- _YOUR TASK_:
Print out the entries from the line containing "Please put a point on each instance of the sky" through the last line, exactly, and print nothing else. Pictures are not copied.

Point-per-instance localization data:

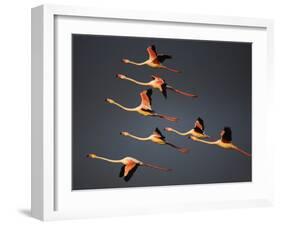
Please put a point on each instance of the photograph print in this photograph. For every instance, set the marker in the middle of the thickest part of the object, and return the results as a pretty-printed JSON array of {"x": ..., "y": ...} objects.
[{"x": 160, "y": 112}]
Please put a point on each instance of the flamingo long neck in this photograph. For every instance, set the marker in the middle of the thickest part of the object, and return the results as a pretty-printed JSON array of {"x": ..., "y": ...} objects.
[
  {"x": 139, "y": 138},
  {"x": 137, "y": 82},
  {"x": 136, "y": 63},
  {"x": 124, "y": 108},
  {"x": 181, "y": 133},
  {"x": 108, "y": 160}
]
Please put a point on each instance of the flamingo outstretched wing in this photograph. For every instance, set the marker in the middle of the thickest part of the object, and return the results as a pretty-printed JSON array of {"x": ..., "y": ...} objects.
[
  {"x": 130, "y": 169},
  {"x": 146, "y": 98},
  {"x": 162, "y": 57}
]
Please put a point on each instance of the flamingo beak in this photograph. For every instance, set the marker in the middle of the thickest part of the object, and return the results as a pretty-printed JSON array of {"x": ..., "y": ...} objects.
[{"x": 92, "y": 156}]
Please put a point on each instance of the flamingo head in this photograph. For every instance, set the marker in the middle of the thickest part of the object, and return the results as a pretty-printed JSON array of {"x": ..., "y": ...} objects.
[
  {"x": 121, "y": 76},
  {"x": 168, "y": 129},
  {"x": 125, "y": 61},
  {"x": 110, "y": 101},
  {"x": 92, "y": 156},
  {"x": 124, "y": 133}
]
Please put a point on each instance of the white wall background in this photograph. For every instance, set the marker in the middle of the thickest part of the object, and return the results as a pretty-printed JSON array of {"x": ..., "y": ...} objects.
[{"x": 15, "y": 112}]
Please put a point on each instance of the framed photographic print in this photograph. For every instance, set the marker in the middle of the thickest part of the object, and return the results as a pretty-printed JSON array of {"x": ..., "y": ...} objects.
[{"x": 137, "y": 113}]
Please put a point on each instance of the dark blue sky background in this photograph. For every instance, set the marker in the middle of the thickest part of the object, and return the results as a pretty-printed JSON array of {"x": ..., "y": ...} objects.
[{"x": 219, "y": 72}]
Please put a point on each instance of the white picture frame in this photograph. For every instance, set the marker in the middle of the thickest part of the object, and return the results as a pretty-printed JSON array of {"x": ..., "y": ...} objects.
[{"x": 49, "y": 32}]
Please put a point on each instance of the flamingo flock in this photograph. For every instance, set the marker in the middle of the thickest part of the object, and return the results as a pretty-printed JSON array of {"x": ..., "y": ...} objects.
[{"x": 197, "y": 133}]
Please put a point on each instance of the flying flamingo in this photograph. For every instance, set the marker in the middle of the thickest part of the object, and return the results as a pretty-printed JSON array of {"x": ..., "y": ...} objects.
[
  {"x": 155, "y": 60},
  {"x": 156, "y": 137},
  {"x": 145, "y": 107},
  {"x": 224, "y": 142},
  {"x": 130, "y": 165},
  {"x": 197, "y": 131},
  {"x": 156, "y": 83}
]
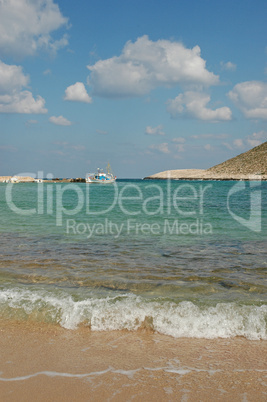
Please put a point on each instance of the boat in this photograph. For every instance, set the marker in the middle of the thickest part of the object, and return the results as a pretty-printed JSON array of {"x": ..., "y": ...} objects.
[{"x": 100, "y": 177}]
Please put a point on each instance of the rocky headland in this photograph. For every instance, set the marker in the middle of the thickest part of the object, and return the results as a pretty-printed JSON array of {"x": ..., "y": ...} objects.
[{"x": 250, "y": 165}]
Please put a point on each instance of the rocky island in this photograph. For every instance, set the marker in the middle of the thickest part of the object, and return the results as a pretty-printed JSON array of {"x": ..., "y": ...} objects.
[{"x": 250, "y": 165}]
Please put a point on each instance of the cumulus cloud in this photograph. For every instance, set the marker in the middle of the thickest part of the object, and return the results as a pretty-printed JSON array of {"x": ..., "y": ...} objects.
[
  {"x": 13, "y": 98},
  {"x": 208, "y": 147},
  {"x": 250, "y": 141},
  {"x": 26, "y": 26},
  {"x": 145, "y": 65},
  {"x": 194, "y": 104},
  {"x": 154, "y": 130},
  {"x": 228, "y": 66},
  {"x": 77, "y": 93},
  {"x": 180, "y": 140},
  {"x": 251, "y": 98},
  {"x": 161, "y": 147},
  {"x": 212, "y": 136},
  {"x": 60, "y": 121}
]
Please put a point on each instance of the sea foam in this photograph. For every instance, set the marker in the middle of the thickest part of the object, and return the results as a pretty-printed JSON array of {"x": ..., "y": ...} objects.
[{"x": 131, "y": 312}]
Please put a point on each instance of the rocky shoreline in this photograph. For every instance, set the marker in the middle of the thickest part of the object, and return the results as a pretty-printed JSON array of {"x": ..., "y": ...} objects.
[
  {"x": 28, "y": 179},
  {"x": 199, "y": 174},
  {"x": 250, "y": 165}
]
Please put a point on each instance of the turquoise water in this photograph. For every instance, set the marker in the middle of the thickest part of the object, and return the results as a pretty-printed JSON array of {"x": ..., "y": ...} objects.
[{"x": 186, "y": 257}]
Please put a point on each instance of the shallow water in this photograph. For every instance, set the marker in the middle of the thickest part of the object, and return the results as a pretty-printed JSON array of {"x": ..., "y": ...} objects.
[{"x": 183, "y": 258}]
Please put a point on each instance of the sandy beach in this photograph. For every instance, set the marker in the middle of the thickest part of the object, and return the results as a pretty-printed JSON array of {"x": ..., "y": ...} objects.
[{"x": 45, "y": 362}]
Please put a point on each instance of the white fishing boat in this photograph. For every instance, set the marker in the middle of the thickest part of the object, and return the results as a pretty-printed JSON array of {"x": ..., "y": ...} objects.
[{"x": 101, "y": 177}]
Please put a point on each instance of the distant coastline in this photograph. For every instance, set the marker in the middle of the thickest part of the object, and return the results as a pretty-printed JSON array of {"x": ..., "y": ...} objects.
[
  {"x": 201, "y": 174},
  {"x": 250, "y": 165}
]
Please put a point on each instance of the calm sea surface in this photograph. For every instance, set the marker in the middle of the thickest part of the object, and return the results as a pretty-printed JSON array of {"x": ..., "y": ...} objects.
[{"x": 187, "y": 258}]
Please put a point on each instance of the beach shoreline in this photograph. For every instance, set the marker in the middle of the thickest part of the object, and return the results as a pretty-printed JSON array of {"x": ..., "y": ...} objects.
[{"x": 46, "y": 362}]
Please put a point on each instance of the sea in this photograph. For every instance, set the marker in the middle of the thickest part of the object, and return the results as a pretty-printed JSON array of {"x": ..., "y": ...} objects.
[{"x": 180, "y": 258}]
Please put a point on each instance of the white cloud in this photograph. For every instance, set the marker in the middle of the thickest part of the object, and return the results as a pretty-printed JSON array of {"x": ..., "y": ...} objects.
[
  {"x": 257, "y": 138},
  {"x": 212, "y": 136},
  {"x": 26, "y": 26},
  {"x": 250, "y": 141},
  {"x": 179, "y": 139},
  {"x": 145, "y": 65},
  {"x": 228, "y": 66},
  {"x": 154, "y": 130},
  {"x": 13, "y": 99},
  {"x": 193, "y": 104},
  {"x": 77, "y": 93},
  {"x": 161, "y": 147},
  {"x": 60, "y": 121},
  {"x": 101, "y": 132},
  {"x": 180, "y": 147},
  {"x": 208, "y": 147},
  {"x": 251, "y": 98}
]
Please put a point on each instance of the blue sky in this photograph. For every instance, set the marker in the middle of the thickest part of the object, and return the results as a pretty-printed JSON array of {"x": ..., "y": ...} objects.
[{"x": 145, "y": 85}]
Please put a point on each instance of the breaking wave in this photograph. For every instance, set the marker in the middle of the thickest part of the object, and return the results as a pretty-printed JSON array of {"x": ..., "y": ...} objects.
[{"x": 183, "y": 319}]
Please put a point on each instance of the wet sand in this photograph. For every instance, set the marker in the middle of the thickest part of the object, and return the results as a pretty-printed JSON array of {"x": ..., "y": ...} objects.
[{"x": 44, "y": 362}]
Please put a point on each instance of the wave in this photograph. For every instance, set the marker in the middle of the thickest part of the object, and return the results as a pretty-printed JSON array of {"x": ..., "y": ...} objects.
[{"x": 131, "y": 312}]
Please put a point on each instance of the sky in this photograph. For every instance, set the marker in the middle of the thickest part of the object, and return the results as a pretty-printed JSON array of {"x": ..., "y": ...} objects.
[{"x": 144, "y": 85}]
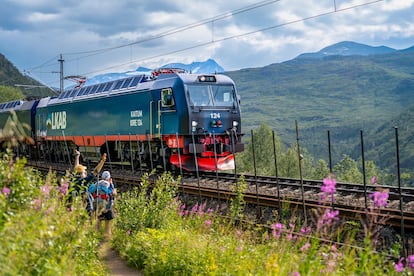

- _EXERCISE RESPONSE_:
Please put a point on each instance of the sky in this photograph. For every instance, set the marker in the middle of the thickest part of the object, and return the results as a pretty-printed JSON array of {"x": ..., "y": ...} objects.
[{"x": 144, "y": 85}]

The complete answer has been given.